- _EXERCISE REQUIREMENTS_: An accurate, complete copy of the records below is required.

Records from a collection:
..........

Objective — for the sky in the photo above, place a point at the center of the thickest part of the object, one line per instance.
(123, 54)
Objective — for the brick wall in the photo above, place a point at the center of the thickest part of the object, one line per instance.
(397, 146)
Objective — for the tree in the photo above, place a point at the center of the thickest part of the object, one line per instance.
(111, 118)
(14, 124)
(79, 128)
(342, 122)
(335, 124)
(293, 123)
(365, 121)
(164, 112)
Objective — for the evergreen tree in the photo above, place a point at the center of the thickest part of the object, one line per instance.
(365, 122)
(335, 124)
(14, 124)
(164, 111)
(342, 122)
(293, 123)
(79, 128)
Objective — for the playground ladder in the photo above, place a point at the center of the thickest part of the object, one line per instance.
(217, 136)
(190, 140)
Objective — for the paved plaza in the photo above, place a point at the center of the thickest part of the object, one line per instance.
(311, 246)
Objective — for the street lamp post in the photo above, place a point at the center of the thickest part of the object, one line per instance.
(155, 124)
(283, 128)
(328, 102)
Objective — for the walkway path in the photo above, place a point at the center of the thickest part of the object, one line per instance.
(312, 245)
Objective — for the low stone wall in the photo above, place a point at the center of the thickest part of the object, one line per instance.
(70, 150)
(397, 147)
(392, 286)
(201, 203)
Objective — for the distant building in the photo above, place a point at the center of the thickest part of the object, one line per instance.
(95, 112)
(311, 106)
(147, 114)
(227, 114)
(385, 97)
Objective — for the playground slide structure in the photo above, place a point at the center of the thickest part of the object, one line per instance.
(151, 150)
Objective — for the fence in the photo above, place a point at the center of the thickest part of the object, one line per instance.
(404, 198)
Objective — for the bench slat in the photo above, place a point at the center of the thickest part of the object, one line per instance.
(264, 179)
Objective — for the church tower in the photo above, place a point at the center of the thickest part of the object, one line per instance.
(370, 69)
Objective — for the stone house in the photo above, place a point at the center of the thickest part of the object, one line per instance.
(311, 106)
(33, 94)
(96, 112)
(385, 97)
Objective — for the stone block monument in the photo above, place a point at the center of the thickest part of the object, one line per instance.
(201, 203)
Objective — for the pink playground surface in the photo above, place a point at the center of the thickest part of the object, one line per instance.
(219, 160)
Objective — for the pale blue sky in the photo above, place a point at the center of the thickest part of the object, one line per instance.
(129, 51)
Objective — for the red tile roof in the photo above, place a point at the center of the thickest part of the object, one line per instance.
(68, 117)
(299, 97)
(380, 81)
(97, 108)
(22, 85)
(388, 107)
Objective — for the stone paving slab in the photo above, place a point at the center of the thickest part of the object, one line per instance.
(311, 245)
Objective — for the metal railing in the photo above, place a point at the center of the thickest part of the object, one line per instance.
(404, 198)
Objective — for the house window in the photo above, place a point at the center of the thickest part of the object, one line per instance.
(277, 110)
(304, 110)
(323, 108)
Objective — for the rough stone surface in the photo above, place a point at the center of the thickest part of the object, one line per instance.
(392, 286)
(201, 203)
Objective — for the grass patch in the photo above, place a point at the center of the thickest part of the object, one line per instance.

..........

- _ANSWER_:
Objective — for the sky in the photo above, place a point at the center of the thickest part of the object, one line per instance.
(123, 54)
Objective — for the brick wall in the photo above, place a point at the center of the thickest part of the object, one line per instance.
(397, 146)
Objective — for the tree in the photo above, place a point at the center of the thickest part of the object, one line per instance.
(111, 118)
(14, 124)
(79, 128)
(342, 122)
(335, 124)
(293, 123)
(365, 121)
(164, 112)
Objective — for the evergreen tree in the photo above, place a point at the center of the thickest part of the object, one line per instance.
(365, 122)
(335, 124)
(14, 124)
(164, 111)
(342, 122)
(293, 123)
(79, 128)
Objective — for the playground ladder in the photo above, place a point at the center of the thickest part of the object, one line per instance.
(217, 136)
(190, 140)
Objective — for the paved plaza in the photo above, place a point at the center of the thickest part of the object, one line per instance.
(311, 246)
Objective — for the street lamp post in the photo above, place a point at the center of the thickest part of the object, one line per instance.
(155, 124)
(283, 128)
(328, 102)
Objective — for the walkway path in the photo above, place a point at the center of the thickest part of the object, one line per instance.
(312, 245)
Objective — for the low stone wall in the photo above, place a point at the center of the thickest part of the object, one line per instance.
(70, 150)
(397, 147)
(392, 286)
(201, 203)
Objective — for the distant building in the photo above, place a point at the center of the thickest part of the object, one line per instance.
(95, 112)
(311, 106)
(147, 114)
(227, 114)
(385, 97)
Objective — for the playground slide structure in the photo above, place a point at the center of the thickest part of the object, one line per instance.
(151, 150)
Objective — for the fence in the photo above, place a point at the center of the thickest part of the object, one line per instance.
(404, 198)
Objective — for the bench slat in the photo above, place a point at the center of the thickest part of the object, one line per instance.
(264, 179)
Objective — for the church tower in the photo above, place a point at the center of the thickest part of the object, one line per instance.
(370, 69)
Objective — for the stone house in the photo above, place a point at the center of the thickest part of the object, one line per instance.
(311, 106)
(33, 94)
(96, 112)
(385, 97)
Objective — for the stone block monument in the photo above, place a point at the center of the thickest part of the object, one line per instance.
(201, 203)
Objective — for the pink playground surface in the photo above, place a point at the center of the thickest part of the object, one line per instance.
(219, 160)
Objective — for the pale blue sky in the photo above, place a point at the center of the thickest part of the object, one line per instance.
(129, 51)
Objective — for the red tile roof in the photo above, place a point at the center of the thickest part of the object, one line per instance.
(68, 117)
(299, 97)
(380, 81)
(97, 108)
(22, 85)
(388, 107)
Objective — for the stone paving slab in the photo above, place a point at the center of the thickest part of the object, one line per instance.
(311, 245)
Objective — for the metal railing in the photo above, place a point at the center of the thickest part of the object, one line per instance.
(404, 198)
Objective — for the house window in the photo above, place a point at the center of the thickest part of the object, one line per instance.
(277, 110)
(304, 110)
(323, 108)
Objective — for the rough stone surface in the photo above, place a point at the center of the thickest part of the object, one line per instance.
(392, 286)
(201, 203)
Objective — for the grass patch in the photo above, place a point at the center of the thickest part of the object, one line per instance.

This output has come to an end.